§ **What is expected**
Rewrite the listing from the line that contains "Where can the nose" through its last line, keeping every request line as it is. Adjust each point coordinate in the answers by -128, and leave the sample coordinates inside the requests unchanged.

§ **Saved data entries**
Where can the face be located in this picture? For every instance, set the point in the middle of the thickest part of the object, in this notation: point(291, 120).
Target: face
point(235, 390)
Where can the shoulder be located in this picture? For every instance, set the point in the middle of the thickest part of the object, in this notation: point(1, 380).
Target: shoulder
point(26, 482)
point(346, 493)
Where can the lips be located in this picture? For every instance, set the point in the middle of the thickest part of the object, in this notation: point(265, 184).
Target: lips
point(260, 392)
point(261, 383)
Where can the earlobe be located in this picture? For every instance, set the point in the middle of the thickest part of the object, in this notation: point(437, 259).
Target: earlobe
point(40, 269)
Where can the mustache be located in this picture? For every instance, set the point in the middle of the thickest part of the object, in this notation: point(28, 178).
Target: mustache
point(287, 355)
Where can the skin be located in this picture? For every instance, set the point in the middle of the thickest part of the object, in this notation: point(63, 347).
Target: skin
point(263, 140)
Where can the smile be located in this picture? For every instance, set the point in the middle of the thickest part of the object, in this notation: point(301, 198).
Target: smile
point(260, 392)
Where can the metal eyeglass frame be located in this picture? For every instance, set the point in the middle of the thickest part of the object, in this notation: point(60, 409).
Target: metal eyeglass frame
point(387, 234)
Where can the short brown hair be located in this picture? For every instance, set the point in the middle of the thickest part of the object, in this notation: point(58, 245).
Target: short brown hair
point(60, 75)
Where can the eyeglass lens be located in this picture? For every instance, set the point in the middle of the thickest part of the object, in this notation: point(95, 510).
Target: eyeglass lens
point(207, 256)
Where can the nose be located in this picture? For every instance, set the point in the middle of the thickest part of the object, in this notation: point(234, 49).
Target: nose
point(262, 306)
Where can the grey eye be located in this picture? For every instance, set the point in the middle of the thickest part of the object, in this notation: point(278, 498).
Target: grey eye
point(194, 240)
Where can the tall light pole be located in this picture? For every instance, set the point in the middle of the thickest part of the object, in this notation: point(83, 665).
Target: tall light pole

§ **Worked solution**
Where can the nose be located in this picture? For every instance, set the point in the middle of the thickest part of the object, in this notation: point(234, 49).
Target: nose
point(134, 178)
Where can the grey eye be located in this picture? For every instance, set the point in the middle of the thickest part of the object, in this notation: point(278, 498).
Target: grey eye
point(66, 112)
Where can the tall light pole be located in this picture? For every instance, set the point in the middle of the thickest part of the object, in this notation: point(83, 665).
Target: tall light pole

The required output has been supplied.